▶

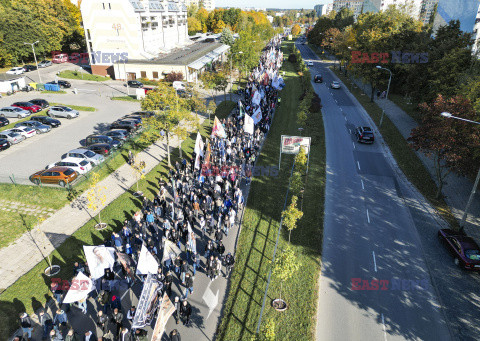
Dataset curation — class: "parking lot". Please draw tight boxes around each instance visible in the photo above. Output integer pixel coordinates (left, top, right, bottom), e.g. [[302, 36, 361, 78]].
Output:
[[0, 87, 140, 184]]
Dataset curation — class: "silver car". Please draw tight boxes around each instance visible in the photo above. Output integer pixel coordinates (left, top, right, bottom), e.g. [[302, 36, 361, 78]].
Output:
[[47, 105, 80, 120], [0, 130, 26, 144], [15, 121, 52, 134], [0, 107, 31, 119]]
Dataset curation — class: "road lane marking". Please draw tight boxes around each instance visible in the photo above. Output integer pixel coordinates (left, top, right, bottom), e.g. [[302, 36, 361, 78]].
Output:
[[382, 313, 387, 341]]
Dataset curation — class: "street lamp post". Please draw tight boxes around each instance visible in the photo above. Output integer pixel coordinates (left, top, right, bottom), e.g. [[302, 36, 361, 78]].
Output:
[[23, 40, 43, 84], [377, 65, 392, 127], [440, 112, 480, 231]]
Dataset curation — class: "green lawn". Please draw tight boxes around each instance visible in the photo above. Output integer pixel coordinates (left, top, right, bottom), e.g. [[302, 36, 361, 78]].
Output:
[[0, 117, 211, 338], [58, 70, 111, 82], [332, 69, 458, 227], [217, 42, 325, 341]]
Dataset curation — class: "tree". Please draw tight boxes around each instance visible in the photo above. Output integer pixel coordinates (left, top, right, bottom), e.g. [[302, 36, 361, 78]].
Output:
[[141, 83, 198, 167], [408, 95, 480, 202], [282, 195, 303, 242]]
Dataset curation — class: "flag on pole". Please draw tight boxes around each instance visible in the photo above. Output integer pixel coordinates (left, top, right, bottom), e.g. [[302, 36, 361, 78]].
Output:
[[194, 132, 205, 156], [243, 114, 255, 135], [212, 116, 227, 138]]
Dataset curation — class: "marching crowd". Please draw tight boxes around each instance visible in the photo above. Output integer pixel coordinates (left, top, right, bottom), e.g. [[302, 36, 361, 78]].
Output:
[[17, 33, 283, 341]]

◀

Task details: Could you reproduce all of the items above word for word, leaving out the picture?

Response:
Dataset curation — class: "parking lot". Please draw tight boxes around each instance visible in the photo above. Output integer pixel coordinates (left, top, right, bottom), e.g. [[302, 36, 361, 78]].
Output:
[[0, 87, 140, 184]]
Dataset curation — class: "silver car". Please draw tight boxes around each instance visible in the photo above. Output integer pixel coordinates (left, top, right, bottom), e.g. [[302, 36, 361, 78]].
Output:
[[47, 105, 80, 120], [0, 130, 26, 144], [15, 121, 52, 134], [0, 107, 31, 119]]
Dataset curation — class: "road lane marking". Please draw tight boxes around each instance visible in the photo above. Output integer pixel coordinates (left, top, right, bottom), e.g. [[302, 36, 361, 78]].
Output:
[[382, 313, 387, 341]]
Dataset curation — class: "street lamp post". Please draw tight boxes around each instance visible in the photo above. Output integer pixel coordinates (left, top, right, bottom), e.g. [[302, 36, 361, 78]].
Output:
[[23, 40, 43, 84], [377, 65, 392, 127], [440, 112, 480, 231]]
Dataset curation — class: "green lawn". Please draw tight boxes around each instance visible in the photo above. Output integer pixel coordinates (left, top, right, bottom), e.g. [[302, 36, 361, 78]].
Output:
[[0, 117, 211, 338], [58, 70, 111, 82], [332, 69, 458, 227], [217, 42, 325, 341]]
Dataset curation — class: "tree". Please draw tight boxes around each instance visible in the photo above. Output integer pixel coordinates (left, top, right, bottom), e.g. [[302, 36, 361, 78]].
Output:
[[141, 83, 198, 167], [408, 95, 480, 202], [282, 195, 303, 242]]
Dataset curation — class: "flag on pole". Please draw tight boxes around each instance visible in the photo above. Output integer pixel coordinates (left, top, right, bottom), e.g. [[302, 36, 361, 78]].
Output:
[[194, 132, 205, 156], [243, 114, 255, 135], [212, 116, 227, 138]]
Dataset curation — class: "marching crowd". Please draw tight boxes around each instance visible in the photo above. Output integer pixel coordinates (left, top, right, bottom), e.g. [[302, 36, 361, 78]].
Output:
[[17, 33, 283, 341]]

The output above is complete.